* _TASK_:
Rewrite the entries from the line with "the cupcake base" to the line with "point(147, 406)", both ends included, as a Markdown table with columns headed Row and Content, numbering each row and skipping blank lines. Leave the pictures out.
____________
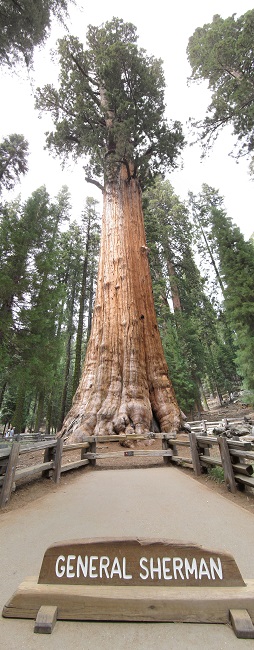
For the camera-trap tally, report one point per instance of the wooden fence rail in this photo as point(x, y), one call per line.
point(236, 457)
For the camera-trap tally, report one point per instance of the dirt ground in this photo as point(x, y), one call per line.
point(28, 492)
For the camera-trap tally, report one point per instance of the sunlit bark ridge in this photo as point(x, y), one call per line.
point(125, 380)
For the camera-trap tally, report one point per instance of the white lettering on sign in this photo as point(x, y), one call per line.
point(153, 568)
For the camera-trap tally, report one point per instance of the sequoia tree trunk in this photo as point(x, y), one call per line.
point(125, 381)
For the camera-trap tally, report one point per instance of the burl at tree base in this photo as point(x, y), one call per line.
point(125, 380)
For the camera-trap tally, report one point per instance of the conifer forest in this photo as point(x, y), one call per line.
point(140, 308)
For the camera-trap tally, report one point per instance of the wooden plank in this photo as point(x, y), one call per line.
point(25, 472)
point(49, 456)
point(92, 453)
point(209, 460)
point(208, 440)
point(227, 464)
point(78, 445)
point(37, 447)
point(194, 453)
point(241, 623)
point(154, 604)
point(245, 480)
point(74, 465)
point(9, 475)
point(58, 460)
point(239, 444)
point(241, 468)
point(131, 436)
point(242, 454)
point(138, 562)
point(5, 452)
point(45, 620)
point(165, 446)
point(129, 452)
point(181, 459)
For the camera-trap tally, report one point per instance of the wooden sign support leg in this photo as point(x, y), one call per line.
point(45, 620)
point(242, 623)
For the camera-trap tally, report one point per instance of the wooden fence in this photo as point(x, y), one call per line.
point(194, 449)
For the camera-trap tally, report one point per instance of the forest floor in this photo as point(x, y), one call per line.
point(36, 488)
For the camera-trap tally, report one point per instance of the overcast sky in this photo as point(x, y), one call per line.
point(164, 30)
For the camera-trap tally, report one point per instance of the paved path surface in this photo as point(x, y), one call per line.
point(155, 502)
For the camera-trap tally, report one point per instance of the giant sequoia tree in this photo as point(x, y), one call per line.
point(109, 107)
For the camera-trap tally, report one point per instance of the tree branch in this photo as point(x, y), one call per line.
point(88, 179)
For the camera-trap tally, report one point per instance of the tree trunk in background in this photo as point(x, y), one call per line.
point(79, 338)
point(174, 286)
point(125, 377)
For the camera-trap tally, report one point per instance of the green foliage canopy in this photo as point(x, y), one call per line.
point(109, 105)
point(222, 53)
point(25, 24)
point(13, 160)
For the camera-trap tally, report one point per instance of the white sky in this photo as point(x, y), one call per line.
point(164, 30)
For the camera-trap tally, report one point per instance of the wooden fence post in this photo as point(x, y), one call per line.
point(9, 474)
point(58, 460)
point(49, 455)
point(92, 450)
point(227, 464)
point(194, 453)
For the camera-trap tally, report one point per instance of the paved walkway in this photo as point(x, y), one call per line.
point(154, 502)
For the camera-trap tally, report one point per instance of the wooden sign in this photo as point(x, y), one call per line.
point(135, 580)
point(137, 562)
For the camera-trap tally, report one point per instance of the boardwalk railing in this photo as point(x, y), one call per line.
point(197, 449)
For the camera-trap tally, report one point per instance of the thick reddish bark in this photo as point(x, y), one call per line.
point(125, 378)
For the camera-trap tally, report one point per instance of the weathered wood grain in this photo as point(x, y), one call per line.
point(81, 602)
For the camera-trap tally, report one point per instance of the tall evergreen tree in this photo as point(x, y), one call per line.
point(110, 107)
point(222, 53)
point(13, 160)
point(236, 265)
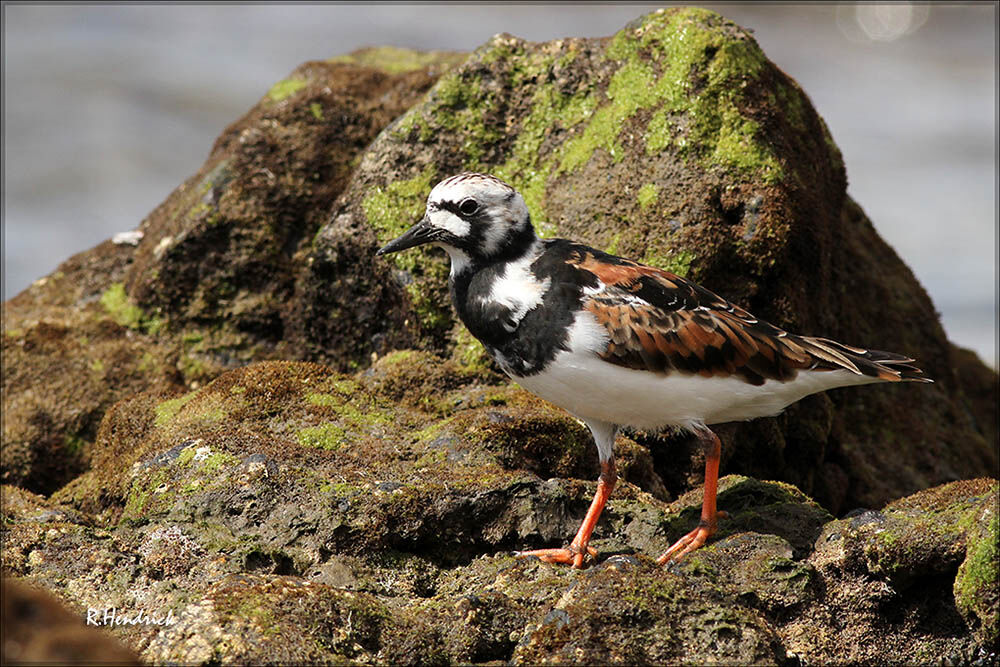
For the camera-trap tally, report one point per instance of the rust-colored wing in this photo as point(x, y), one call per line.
point(660, 322)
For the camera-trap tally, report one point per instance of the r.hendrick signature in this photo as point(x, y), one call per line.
point(111, 616)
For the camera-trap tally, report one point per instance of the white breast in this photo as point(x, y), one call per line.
point(518, 288)
point(582, 383)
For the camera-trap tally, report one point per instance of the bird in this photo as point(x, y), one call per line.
point(620, 344)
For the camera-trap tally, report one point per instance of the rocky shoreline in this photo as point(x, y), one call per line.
point(238, 420)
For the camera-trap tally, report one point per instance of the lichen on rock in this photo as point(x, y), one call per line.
point(358, 500)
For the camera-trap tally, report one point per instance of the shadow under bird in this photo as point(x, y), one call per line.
point(617, 343)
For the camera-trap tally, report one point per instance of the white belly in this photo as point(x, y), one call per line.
point(585, 385)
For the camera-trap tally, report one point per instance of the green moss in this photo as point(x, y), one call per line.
point(324, 400)
point(647, 195)
point(125, 313)
point(325, 436)
point(73, 443)
point(699, 89)
point(678, 263)
point(976, 585)
point(186, 455)
point(120, 308)
point(217, 460)
point(393, 60)
point(393, 209)
point(168, 409)
point(285, 88)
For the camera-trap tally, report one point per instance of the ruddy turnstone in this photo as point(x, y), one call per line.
point(617, 343)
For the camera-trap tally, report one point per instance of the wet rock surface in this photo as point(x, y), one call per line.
point(358, 502)
point(286, 512)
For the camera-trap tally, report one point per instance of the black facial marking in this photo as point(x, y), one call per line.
point(468, 206)
point(540, 335)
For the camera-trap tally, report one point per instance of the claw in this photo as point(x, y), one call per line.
point(571, 555)
point(686, 544)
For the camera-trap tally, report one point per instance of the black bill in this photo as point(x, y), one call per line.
point(418, 234)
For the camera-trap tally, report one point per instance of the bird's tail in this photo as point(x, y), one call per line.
point(886, 366)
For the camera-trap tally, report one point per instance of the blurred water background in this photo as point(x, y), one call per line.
point(107, 108)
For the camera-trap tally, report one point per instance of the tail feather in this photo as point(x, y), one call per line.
point(887, 366)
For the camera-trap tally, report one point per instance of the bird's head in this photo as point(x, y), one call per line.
point(477, 218)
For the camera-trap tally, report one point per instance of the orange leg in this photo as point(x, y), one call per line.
point(578, 549)
point(709, 515)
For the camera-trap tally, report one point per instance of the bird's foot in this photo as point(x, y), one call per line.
point(690, 542)
point(572, 555)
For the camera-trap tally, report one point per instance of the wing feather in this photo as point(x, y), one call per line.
point(658, 321)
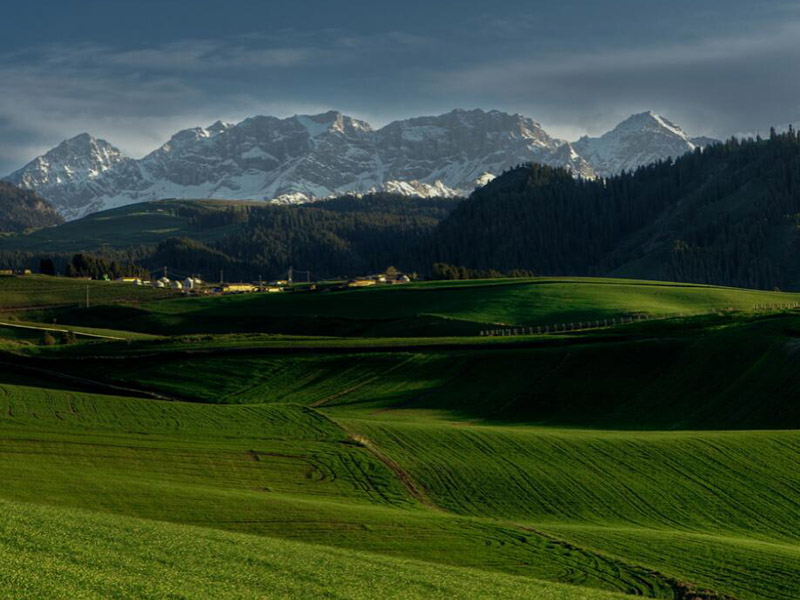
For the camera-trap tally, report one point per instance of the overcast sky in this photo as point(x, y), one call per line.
point(134, 72)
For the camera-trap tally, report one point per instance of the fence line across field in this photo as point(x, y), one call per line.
point(614, 321)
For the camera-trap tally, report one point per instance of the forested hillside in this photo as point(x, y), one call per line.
point(728, 215)
point(23, 209)
point(340, 237)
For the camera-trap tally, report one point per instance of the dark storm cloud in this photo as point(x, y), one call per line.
point(134, 72)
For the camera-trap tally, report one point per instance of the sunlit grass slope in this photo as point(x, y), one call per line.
point(428, 309)
point(717, 509)
point(273, 470)
point(732, 373)
point(40, 291)
point(64, 553)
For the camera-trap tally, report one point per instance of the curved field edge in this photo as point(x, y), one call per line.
point(56, 552)
point(432, 309)
point(717, 509)
point(280, 471)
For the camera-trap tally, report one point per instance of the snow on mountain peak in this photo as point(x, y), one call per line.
point(640, 139)
point(307, 157)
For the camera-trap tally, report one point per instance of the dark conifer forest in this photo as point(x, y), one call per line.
point(728, 214)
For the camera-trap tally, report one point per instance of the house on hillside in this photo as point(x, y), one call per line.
point(238, 288)
point(356, 283)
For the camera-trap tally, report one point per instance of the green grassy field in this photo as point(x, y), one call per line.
point(658, 459)
point(430, 309)
point(125, 227)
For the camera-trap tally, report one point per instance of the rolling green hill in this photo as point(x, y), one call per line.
point(658, 458)
point(426, 309)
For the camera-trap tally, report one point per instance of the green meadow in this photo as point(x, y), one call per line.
point(369, 444)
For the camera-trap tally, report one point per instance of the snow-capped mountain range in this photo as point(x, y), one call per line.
point(304, 157)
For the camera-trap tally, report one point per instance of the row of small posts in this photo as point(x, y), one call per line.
point(776, 306)
point(564, 327)
point(583, 325)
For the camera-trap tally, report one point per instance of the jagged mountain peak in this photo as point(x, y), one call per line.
point(640, 139)
point(304, 157)
point(648, 121)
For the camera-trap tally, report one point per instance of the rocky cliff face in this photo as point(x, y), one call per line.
point(305, 157)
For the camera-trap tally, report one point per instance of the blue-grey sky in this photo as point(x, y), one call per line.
point(134, 72)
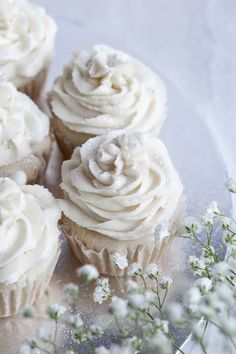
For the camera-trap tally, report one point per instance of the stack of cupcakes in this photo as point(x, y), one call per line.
point(118, 181)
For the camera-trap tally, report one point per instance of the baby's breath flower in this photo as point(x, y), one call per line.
point(27, 312)
point(192, 225)
point(95, 331)
point(198, 265)
point(176, 313)
point(213, 209)
point(161, 232)
point(44, 335)
point(88, 272)
point(225, 293)
point(71, 290)
point(197, 333)
point(225, 222)
point(165, 282)
point(134, 343)
point(135, 269)
point(137, 301)
point(207, 312)
point(55, 311)
point(102, 291)
point(229, 238)
point(220, 270)
point(131, 286)
point(208, 254)
point(231, 185)
point(114, 349)
point(118, 307)
point(76, 321)
point(232, 251)
point(120, 260)
point(152, 271)
point(204, 285)
point(162, 325)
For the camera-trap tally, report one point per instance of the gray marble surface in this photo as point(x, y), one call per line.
point(192, 43)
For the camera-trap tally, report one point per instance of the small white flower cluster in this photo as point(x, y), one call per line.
point(88, 273)
point(102, 291)
point(120, 260)
point(55, 311)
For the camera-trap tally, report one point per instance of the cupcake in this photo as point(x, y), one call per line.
point(102, 91)
point(118, 189)
point(26, 45)
point(29, 243)
point(25, 142)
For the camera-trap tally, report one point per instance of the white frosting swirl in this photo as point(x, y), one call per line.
point(121, 185)
point(107, 90)
point(29, 234)
point(26, 40)
point(22, 125)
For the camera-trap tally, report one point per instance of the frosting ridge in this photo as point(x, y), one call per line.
point(28, 229)
point(22, 125)
point(106, 90)
point(121, 185)
point(26, 40)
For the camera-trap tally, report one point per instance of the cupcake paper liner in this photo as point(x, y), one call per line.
point(143, 254)
point(24, 293)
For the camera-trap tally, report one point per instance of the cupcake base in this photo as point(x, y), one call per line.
point(68, 139)
point(94, 248)
point(33, 165)
point(24, 293)
point(35, 86)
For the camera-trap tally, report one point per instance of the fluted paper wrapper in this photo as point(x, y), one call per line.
point(35, 86)
point(143, 254)
point(24, 293)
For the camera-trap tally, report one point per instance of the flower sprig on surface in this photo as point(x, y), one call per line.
point(208, 301)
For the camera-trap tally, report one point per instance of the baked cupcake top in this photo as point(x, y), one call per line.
point(22, 125)
point(105, 90)
point(28, 229)
point(26, 40)
point(121, 185)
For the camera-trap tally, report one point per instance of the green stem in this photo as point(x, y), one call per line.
point(178, 348)
point(164, 297)
point(144, 282)
point(202, 347)
point(119, 283)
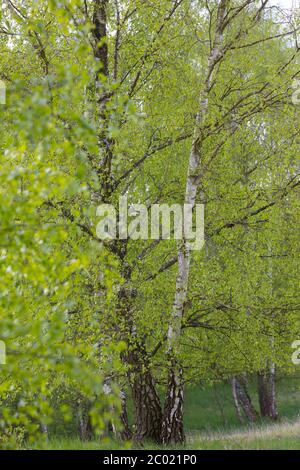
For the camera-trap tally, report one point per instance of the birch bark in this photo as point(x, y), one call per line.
point(172, 427)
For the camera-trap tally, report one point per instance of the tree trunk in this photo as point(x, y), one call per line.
point(242, 400)
point(172, 429)
point(148, 412)
point(237, 404)
point(172, 426)
point(267, 393)
point(84, 423)
point(126, 433)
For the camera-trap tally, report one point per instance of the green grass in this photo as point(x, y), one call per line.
point(211, 423)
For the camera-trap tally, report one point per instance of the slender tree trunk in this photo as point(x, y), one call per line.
point(85, 428)
point(172, 427)
point(237, 404)
point(126, 433)
point(267, 393)
point(242, 400)
point(147, 406)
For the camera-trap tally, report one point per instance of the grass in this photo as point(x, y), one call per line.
point(211, 423)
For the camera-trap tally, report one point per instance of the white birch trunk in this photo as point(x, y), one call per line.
point(172, 429)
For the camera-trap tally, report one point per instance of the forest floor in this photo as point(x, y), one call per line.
point(211, 423)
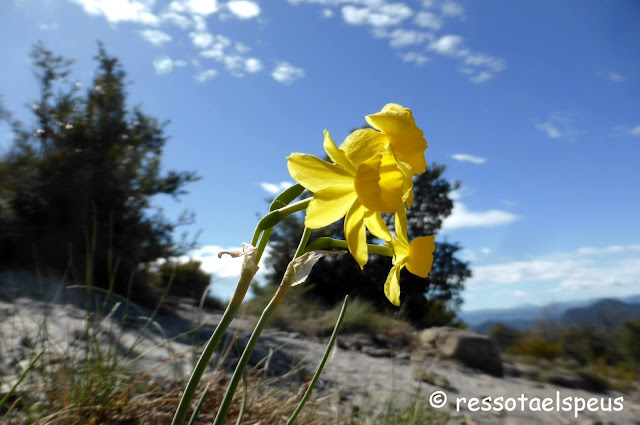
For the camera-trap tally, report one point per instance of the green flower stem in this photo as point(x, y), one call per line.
point(330, 345)
point(249, 269)
point(264, 239)
point(285, 284)
point(304, 239)
point(275, 216)
point(282, 200)
point(326, 243)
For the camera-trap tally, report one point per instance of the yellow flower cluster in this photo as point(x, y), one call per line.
point(370, 173)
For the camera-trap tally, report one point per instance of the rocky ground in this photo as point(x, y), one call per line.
point(366, 373)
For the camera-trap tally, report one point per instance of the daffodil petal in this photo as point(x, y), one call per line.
point(362, 144)
point(329, 205)
point(355, 234)
point(392, 285)
point(379, 184)
point(393, 118)
point(401, 225)
point(376, 225)
point(421, 256)
point(409, 147)
point(315, 174)
point(336, 155)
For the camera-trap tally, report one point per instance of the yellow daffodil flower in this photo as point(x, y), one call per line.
point(357, 189)
point(397, 132)
point(416, 256)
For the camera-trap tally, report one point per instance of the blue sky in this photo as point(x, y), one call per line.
point(534, 106)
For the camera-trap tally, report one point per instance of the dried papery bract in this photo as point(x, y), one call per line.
point(297, 272)
point(247, 273)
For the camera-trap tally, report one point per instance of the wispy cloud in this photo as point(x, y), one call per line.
point(163, 65)
point(155, 37)
point(415, 57)
point(243, 9)
point(428, 20)
point(206, 75)
point(275, 188)
point(377, 14)
point(286, 73)
point(462, 217)
point(114, 11)
point(463, 157)
point(583, 269)
point(192, 16)
point(550, 129)
point(561, 125)
point(452, 9)
point(615, 77)
point(401, 37)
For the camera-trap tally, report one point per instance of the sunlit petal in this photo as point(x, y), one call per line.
point(392, 285)
point(379, 184)
point(362, 144)
point(421, 255)
point(401, 225)
point(376, 225)
point(329, 205)
point(393, 118)
point(405, 139)
point(354, 233)
point(315, 174)
point(336, 155)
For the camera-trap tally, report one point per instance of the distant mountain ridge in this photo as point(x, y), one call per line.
point(603, 312)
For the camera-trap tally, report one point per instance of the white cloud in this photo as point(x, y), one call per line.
point(202, 7)
point(481, 77)
point(461, 217)
point(327, 13)
point(275, 188)
point(453, 9)
point(446, 45)
point(217, 47)
point(615, 77)
point(244, 9)
point(481, 67)
point(253, 65)
point(415, 57)
point(463, 157)
point(199, 23)
point(584, 269)
point(286, 73)
point(550, 129)
point(155, 37)
point(612, 249)
point(114, 11)
point(206, 75)
point(163, 65)
point(561, 124)
point(177, 19)
point(428, 20)
point(401, 37)
point(201, 40)
point(377, 14)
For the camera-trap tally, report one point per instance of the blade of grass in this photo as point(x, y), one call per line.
point(330, 345)
point(21, 378)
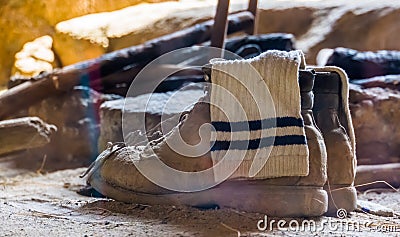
____________
* _EXERCISE RESULT_:
| Row | Content |
|---|---|
| 1 | For the camera-trap tally, report one point per instance of the cupcake base in this photo as point(x, y), one call per line. |
| 2 | point(68, 139) |
| 3 | point(94, 248) |
| 4 | point(33, 165) |
| 5 | point(24, 293) |
| 6 | point(35, 86) |
| 7 | For the camera-trap tally, report one point per instance of the fluted paper wrapper in this photo as point(x, y), one call per line. |
| 8 | point(35, 86) |
| 9 | point(143, 254) |
| 10 | point(24, 293) |
| 11 | For the camera-trap tally, report one point per instance of the flower sprig on surface in this photo as point(x, y), one call per line. |
| 12 | point(208, 301) |
| 13 | For the camera-trap tally, report one point per instance of the baked cupcake top in this photo as point(x, y), one call per line. |
| 14 | point(22, 125) |
| 15 | point(105, 90) |
| 16 | point(28, 229) |
| 17 | point(26, 40) |
| 18 | point(121, 185) |
| 19 | For the camera-trap tally, report one point per instance of the green stem in this photo as point(x, y), one call per line. |
| 20 | point(178, 348) |
| 21 | point(164, 297) |
| 22 | point(144, 282) |
| 23 | point(202, 347) |
| 24 | point(119, 283) |
| 25 | For the camera-trap tally, report one point per instance of the birch bark in this photo as point(x, y), one call per line. |
| 26 | point(172, 427) |
| 27 | For the camera-trap tally, report one point per instance of the tree trunk in this photo as point(x, y), one call per line. |
| 28 | point(242, 400) |
| 29 | point(172, 429) |
| 30 | point(148, 412) |
| 31 | point(237, 404) |
| 32 | point(172, 426) |
| 33 | point(267, 393) |
| 34 | point(84, 423) |
| 35 | point(126, 433) |
| 36 | For the camera-trap tally, report one point per instance of the green grass in this photo as point(x, y), one call per line. |
| 37 | point(211, 423) |
| 38 | For the camera-trap tally, report one point per instance of the slender tree trunk in this photo as point(x, y), one call per line. |
| 39 | point(85, 428) |
| 40 | point(172, 427) |
| 41 | point(237, 404) |
| 42 | point(126, 433) |
| 43 | point(267, 393) |
| 44 | point(242, 400) |
| 45 | point(147, 406) |